**What you are asked to do:**
Pull out every line in the listing below that contains the word "bulb".

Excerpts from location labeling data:
- - -

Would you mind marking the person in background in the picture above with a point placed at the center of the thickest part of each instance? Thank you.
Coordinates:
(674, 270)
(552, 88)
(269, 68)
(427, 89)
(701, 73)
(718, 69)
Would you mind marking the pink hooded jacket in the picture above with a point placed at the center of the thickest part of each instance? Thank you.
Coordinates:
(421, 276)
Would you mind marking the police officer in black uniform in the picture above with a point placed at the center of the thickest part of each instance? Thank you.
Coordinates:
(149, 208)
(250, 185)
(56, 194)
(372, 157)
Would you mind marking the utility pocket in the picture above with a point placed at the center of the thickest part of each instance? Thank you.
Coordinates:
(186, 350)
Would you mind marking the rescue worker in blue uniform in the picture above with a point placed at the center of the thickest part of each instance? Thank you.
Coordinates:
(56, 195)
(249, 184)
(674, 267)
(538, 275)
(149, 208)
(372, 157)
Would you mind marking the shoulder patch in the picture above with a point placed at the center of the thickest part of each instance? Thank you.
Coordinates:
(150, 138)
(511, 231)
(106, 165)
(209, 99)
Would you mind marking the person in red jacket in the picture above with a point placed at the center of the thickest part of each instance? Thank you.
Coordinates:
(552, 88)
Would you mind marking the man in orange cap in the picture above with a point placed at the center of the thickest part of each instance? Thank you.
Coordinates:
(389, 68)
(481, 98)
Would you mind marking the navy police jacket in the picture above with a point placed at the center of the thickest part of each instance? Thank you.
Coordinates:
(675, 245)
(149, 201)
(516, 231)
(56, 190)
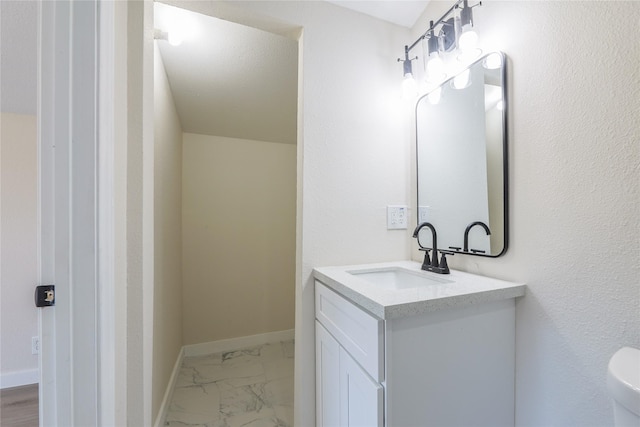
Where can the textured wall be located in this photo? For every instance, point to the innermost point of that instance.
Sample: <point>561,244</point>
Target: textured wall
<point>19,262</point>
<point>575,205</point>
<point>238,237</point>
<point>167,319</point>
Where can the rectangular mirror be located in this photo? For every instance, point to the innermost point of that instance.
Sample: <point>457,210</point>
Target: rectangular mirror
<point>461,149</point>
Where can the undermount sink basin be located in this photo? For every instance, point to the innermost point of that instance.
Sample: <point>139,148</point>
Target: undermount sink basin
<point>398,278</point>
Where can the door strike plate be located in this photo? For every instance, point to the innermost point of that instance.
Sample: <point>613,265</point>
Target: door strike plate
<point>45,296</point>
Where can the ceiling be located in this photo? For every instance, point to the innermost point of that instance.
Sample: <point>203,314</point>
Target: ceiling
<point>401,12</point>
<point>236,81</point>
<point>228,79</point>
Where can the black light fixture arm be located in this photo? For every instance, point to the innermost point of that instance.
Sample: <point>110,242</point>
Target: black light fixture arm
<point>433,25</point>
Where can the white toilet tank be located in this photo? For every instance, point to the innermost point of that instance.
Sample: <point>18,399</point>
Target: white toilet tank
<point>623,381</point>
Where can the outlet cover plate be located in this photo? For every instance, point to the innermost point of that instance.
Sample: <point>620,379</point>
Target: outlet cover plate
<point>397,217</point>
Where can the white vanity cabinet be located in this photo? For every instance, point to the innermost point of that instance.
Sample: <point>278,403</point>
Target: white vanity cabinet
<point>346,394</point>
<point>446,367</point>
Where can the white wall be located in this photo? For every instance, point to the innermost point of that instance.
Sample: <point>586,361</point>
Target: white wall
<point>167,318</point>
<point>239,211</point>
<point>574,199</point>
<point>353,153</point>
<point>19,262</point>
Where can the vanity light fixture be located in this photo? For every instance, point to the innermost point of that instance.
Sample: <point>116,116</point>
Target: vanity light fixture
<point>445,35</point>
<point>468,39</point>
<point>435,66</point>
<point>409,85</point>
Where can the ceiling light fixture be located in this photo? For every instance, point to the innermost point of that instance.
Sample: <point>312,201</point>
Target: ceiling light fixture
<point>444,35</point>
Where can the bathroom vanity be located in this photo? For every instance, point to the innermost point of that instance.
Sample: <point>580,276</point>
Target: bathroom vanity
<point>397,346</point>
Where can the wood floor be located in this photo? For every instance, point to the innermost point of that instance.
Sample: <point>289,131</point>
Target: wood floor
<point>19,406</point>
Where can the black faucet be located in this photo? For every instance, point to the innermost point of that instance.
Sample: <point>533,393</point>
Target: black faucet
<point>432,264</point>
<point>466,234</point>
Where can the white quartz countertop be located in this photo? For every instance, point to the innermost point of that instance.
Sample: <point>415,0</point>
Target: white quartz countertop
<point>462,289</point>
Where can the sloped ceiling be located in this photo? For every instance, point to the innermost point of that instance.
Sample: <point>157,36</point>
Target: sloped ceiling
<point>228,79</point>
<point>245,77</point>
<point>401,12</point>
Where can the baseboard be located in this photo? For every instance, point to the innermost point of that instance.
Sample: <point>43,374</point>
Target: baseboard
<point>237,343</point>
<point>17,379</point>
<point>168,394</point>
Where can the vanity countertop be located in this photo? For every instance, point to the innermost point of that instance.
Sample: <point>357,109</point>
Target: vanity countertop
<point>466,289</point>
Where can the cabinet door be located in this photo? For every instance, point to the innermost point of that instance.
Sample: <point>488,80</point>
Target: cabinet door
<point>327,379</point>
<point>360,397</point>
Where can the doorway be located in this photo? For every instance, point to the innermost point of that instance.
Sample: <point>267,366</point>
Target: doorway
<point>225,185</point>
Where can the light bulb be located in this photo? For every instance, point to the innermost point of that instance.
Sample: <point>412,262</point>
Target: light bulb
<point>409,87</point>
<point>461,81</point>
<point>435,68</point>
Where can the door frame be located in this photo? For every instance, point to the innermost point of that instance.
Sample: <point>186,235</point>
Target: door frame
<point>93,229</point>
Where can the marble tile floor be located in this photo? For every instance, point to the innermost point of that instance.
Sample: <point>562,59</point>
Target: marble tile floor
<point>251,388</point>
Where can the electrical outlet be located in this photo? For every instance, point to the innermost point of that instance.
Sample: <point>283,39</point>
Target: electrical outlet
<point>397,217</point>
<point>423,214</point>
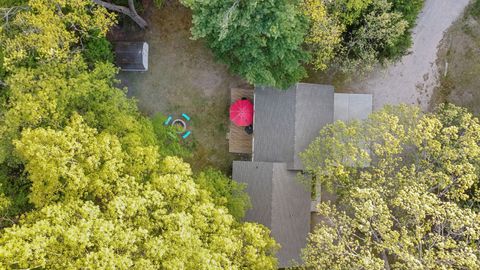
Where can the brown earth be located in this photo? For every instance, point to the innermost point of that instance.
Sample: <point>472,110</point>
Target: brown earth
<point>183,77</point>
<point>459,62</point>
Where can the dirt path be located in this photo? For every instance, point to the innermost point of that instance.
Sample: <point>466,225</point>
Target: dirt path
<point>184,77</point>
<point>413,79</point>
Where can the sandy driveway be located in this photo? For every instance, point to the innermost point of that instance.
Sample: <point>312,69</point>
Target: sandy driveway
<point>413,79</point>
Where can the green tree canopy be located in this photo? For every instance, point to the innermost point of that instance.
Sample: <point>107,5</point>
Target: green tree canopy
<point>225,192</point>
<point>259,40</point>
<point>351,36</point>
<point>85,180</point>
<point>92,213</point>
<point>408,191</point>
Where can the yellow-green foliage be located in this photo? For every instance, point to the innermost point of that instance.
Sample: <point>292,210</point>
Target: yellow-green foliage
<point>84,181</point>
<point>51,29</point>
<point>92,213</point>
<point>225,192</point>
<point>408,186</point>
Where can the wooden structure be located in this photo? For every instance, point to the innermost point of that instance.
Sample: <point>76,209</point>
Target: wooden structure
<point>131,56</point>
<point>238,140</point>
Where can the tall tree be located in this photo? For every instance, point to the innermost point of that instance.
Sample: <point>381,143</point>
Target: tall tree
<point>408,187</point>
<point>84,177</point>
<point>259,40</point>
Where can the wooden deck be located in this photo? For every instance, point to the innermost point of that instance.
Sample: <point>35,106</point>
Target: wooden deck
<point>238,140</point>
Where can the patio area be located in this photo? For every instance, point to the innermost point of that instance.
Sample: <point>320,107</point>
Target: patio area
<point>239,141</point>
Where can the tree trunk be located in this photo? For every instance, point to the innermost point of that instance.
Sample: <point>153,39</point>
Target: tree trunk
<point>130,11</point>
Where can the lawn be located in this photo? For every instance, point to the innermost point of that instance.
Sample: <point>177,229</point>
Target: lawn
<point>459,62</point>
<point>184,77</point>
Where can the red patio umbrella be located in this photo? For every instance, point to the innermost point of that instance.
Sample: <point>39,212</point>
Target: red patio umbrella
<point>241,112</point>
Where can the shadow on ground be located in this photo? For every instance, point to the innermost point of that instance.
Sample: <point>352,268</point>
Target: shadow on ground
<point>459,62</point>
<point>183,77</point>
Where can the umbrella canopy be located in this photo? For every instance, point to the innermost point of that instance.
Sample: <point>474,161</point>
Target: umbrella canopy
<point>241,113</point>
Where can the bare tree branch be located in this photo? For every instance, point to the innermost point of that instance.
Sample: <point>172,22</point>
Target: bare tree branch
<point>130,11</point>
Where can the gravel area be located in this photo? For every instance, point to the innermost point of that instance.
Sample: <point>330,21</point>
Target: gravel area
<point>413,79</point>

- - -

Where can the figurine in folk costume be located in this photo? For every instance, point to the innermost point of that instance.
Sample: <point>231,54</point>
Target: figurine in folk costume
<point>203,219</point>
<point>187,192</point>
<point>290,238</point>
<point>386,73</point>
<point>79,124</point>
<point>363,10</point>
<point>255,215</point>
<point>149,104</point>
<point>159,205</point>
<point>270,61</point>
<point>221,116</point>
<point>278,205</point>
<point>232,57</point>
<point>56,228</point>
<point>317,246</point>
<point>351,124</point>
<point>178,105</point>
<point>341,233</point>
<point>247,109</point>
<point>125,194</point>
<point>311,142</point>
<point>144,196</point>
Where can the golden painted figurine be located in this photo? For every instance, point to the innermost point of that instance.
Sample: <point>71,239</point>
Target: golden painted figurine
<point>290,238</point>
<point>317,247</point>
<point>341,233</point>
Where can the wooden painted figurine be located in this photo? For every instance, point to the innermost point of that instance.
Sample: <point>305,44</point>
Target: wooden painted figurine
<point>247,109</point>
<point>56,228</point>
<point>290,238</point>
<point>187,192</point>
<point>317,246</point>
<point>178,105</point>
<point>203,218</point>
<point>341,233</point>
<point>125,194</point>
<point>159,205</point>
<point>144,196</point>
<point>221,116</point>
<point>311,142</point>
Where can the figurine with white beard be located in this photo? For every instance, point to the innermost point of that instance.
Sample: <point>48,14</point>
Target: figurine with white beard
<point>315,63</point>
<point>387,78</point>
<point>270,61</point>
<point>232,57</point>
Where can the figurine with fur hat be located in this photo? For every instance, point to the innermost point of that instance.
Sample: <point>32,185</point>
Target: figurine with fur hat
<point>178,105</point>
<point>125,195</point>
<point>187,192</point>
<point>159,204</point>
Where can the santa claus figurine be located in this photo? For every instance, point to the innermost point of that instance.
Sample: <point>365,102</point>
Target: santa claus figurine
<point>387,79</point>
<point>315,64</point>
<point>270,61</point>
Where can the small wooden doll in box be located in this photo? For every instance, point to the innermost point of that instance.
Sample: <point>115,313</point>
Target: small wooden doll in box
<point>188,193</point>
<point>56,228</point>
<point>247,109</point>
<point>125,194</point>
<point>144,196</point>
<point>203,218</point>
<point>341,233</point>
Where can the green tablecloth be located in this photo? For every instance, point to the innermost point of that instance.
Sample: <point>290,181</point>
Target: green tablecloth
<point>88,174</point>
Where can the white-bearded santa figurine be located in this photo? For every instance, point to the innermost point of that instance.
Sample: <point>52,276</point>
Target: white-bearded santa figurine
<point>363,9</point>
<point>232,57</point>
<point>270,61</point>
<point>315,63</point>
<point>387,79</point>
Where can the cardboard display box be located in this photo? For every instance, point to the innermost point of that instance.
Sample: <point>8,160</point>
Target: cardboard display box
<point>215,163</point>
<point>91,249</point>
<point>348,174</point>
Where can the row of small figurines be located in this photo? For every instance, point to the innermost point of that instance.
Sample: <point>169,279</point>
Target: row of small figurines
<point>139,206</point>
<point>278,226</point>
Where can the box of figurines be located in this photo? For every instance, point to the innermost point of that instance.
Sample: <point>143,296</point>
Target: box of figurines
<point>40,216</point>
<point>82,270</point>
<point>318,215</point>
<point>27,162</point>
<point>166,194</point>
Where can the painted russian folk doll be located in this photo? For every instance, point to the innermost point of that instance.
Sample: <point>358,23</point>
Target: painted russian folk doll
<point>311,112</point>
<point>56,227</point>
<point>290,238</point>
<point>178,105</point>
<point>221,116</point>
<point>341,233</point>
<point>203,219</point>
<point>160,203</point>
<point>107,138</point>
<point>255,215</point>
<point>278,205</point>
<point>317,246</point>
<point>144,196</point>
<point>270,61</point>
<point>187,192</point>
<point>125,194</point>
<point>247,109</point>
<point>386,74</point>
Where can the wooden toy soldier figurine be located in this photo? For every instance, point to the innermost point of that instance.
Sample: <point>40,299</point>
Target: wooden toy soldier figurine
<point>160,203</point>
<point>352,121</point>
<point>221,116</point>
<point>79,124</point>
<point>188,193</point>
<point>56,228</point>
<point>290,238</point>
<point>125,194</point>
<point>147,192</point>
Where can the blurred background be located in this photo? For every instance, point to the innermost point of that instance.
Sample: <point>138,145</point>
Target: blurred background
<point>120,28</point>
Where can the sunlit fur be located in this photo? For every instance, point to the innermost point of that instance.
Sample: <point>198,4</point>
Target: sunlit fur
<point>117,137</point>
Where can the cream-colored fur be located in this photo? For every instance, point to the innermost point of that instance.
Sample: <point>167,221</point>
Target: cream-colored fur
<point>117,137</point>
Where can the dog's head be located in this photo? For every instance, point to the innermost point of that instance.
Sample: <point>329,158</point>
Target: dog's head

- - -

**Task answer:**
Where can the light bulb be located in this photo? For every instance, point to the innermost point of that instance.
Target: light bulb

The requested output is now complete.